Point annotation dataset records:
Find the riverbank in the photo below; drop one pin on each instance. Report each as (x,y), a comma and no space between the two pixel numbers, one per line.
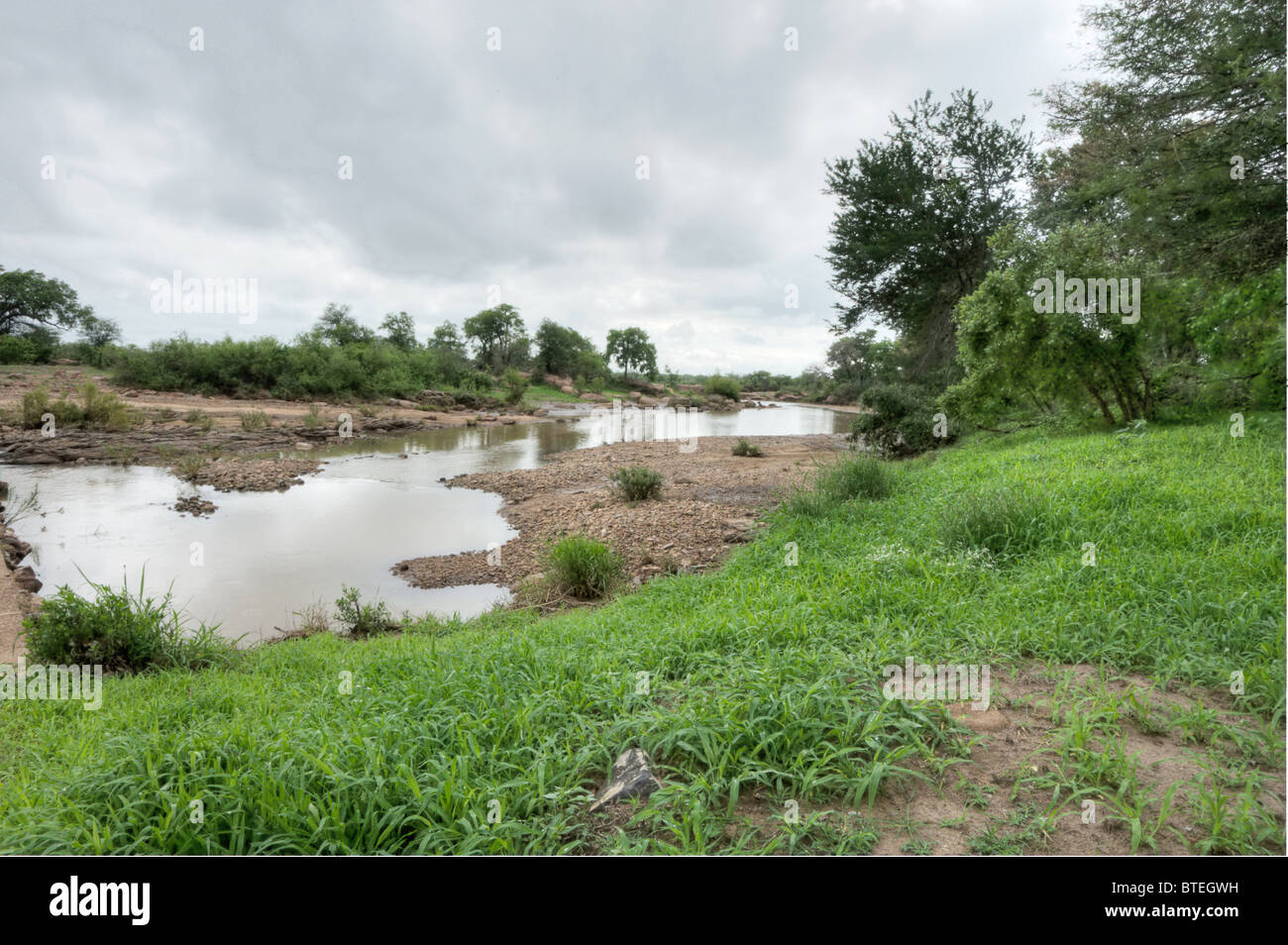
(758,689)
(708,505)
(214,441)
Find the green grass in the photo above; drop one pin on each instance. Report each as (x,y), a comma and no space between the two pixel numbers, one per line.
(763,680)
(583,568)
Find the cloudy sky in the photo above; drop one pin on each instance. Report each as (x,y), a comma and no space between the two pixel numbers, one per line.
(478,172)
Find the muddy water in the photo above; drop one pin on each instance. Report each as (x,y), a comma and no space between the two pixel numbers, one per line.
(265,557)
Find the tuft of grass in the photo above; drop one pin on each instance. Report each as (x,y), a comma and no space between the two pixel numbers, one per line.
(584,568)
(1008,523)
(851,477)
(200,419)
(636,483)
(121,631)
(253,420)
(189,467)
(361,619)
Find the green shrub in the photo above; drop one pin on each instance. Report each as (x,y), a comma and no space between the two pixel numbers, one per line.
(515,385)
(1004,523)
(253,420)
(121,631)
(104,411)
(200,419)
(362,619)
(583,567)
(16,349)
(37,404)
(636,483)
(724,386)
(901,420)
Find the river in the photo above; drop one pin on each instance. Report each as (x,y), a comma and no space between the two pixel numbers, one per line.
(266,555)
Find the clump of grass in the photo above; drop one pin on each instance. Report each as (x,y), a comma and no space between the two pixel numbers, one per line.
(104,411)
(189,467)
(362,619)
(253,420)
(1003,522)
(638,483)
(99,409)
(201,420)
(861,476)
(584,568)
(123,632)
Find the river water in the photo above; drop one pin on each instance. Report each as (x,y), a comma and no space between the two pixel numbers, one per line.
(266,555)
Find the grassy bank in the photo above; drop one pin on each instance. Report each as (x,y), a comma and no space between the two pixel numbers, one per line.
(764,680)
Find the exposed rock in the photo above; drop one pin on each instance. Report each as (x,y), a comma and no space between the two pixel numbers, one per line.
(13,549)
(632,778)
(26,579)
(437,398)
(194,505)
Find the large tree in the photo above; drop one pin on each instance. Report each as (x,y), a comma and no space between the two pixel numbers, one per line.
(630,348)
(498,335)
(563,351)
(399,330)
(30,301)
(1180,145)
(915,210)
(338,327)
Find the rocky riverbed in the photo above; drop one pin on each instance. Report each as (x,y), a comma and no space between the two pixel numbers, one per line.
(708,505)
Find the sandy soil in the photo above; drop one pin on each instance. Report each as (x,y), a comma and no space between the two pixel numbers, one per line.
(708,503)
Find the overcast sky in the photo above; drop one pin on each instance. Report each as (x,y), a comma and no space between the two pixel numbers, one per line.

Required work -> Return, unchanged, each line from the line containing "Find the exposed" through the last line of the material.

Reply to the exercise ->
Find the exposed rock in the photo above; drop one pin on each instance. Report each as (x,y), a comma and no space between the two pixel numbers, one per line.
(13,549)
(632,778)
(26,579)
(437,398)
(194,505)
Find the large tree in the photo above; drop one pin on each instance. Report each as (x,y), a comma and no space between the two pixel numbers, one per line.
(630,348)
(498,335)
(563,351)
(399,330)
(30,301)
(1180,145)
(915,210)
(338,327)
Find the rocky riverbed in the photo above; drop one pin on each instance. Report each as (x,y), a comma and no space between the two pixel numbers, one per line.
(708,505)
Find the sandy soil in the photo above; drop one pin on each instance. Report each as (x,y), a comma and no space between the two pixel numbers, one per line.
(708,503)
Find the overcast sky in the photo above; drop one pin on each instance. Report each as (x,y), a comma and no space between the two pixel numbers, one per line.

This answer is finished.